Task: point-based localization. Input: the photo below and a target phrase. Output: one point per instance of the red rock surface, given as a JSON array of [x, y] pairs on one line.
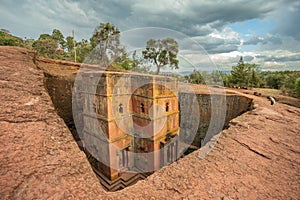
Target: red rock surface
[[258, 157]]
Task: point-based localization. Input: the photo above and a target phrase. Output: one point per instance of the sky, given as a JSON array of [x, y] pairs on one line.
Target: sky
[[266, 33]]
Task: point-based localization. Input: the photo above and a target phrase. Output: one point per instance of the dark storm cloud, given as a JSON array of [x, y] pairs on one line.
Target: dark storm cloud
[[254, 40], [281, 58], [206, 21], [288, 20], [192, 17]]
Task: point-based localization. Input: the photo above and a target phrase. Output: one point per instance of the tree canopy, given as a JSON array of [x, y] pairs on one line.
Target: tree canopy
[[106, 45], [161, 53]]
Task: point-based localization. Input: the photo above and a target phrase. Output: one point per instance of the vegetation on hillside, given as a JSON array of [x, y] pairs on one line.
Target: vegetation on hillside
[[105, 47], [6, 39]]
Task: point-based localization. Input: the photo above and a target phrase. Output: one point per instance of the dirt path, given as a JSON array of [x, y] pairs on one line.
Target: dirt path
[[258, 157]]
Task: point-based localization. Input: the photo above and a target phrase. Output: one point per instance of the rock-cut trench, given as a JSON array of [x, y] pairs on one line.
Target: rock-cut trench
[[59, 82]]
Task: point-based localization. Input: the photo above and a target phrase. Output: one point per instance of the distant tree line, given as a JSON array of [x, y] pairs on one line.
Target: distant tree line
[[104, 47]]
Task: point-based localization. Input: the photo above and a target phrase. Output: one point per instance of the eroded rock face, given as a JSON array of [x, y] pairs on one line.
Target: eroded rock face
[[38, 156], [256, 158]]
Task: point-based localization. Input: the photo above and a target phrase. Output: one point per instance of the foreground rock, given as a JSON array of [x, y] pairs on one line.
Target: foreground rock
[[256, 158], [38, 156]]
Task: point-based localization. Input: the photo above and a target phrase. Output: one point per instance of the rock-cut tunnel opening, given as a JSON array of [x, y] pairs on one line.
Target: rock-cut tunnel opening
[[59, 83]]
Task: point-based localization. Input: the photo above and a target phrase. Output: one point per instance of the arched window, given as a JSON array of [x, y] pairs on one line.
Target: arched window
[[120, 108], [142, 107]]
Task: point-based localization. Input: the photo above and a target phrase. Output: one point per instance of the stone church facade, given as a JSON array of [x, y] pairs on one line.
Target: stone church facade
[[131, 123]]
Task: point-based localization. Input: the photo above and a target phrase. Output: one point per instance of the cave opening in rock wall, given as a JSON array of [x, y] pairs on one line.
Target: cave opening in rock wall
[[60, 89]]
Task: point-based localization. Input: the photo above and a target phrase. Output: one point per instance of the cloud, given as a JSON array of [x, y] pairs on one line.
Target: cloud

-*-

Reproduce the whole listing above word for word, but leave out the picture.

Task: point-based localization. Input: the photo below and a target phrase. Output: one point per instance of the red rock surface, given as a JSON array of [x, y] pairs on one line.
Target: red rock surface
[[258, 157]]
Task: point-based localization. Input: the photo above and a target phrase. Output: one point per instance of the sky, given as a JSON array of [x, y] pairs on one line.
Target: sky
[[266, 33]]
Task: point-based localization. Input: the photo above and a target phrase. Output: one point per instance of the dark storm cloud, given as a JSON array of [x, y] pairs on one line.
Target: dark storm cloud
[[254, 40], [281, 58], [206, 21], [288, 20], [192, 17]]
Task: point-based localization. Input: the photo above and a target phrase. Output: one point per instance of the tree canopy, given as a JSON array of [x, y] pairs on one line.
Target: tree canopy
[[106, 45], [161, 53]]
Task: point-based localization. Input: the photo above and a target phrase. Output: one point per instance of the vegetation on hillside, given as a JSON array of [x, y] pairs on one line.
Target: vegetation on hillside
[[105, 47], [6, 39]]
Task: point-based localization. Input: the photo above and a target phrase. Output: one point per instance of the dirt path, given as a JSON array of [x, y] pairs on one line.
Target: dirt path
[[258, 157]]
Task: point-based localization. Input: the photo above and a target phrase. Output: one point per instance of the rock-cut trench, given as a JSON array of [x, y] pairs on one line.
Target: rock-cut trench
[[59, 82]]
Task: point-based localization. Input: the photo above and a target phrase. Output: one point per instance of the distant tree line, given as a JSON array of [x, y] pairs on one line.
Target: distant tree line
[[104, 47]]
Task: point-based localization. Input: the photo above and a target phrase. Output: one point per instance of the eroded rock face, given as a JSON array of [x, y] pairs on one line.
Target: eroded rock face
[[38, 156], [256, 158]]
Task: point-based localization. Input: the photo above and a target phrase. Output: one point per instance of the foreground rock, given as a JSON array of [x, y] pairs on one line.
Target: foreground rock
[[256, 158], [38, 156]]
Task: point-based localization. Input: the photo above and a target phrase. Output: one point per instance of the rock-cut tunnel opening, given as a JSON array of [x, y] pairs on one line.
Target: rock-cut tunnel opening
[[59, 83]]
Task: point-based localization. Input: the photo above and a target phrase. Output: one point per instance of the arched window, given as a JSON array of [x, y] pairs on one line.
Target: arched window
[[120, 108], [142, 107]]
Task: point-based localization. Input: the photo above and a target phrase. Output: one point per instance of the stone church facade, given as a JSON array of [x, y] pairs on one line.
Target: stone church facade
[[131, 123]]
Task: point-based localization. Input: the photo above and a target phrase. Output: one point per instance of the cave opening in rock wall, given as a JSON array of [x, y] pairs on one line.
Target: cave opening in rock wall
[[60, 89]]
Task: point-based localization. Input: the photo above and a target phrase. Output: one point per instance of the cloud, given as a JSON array of [x, y] pairs on one line.
Target: cloud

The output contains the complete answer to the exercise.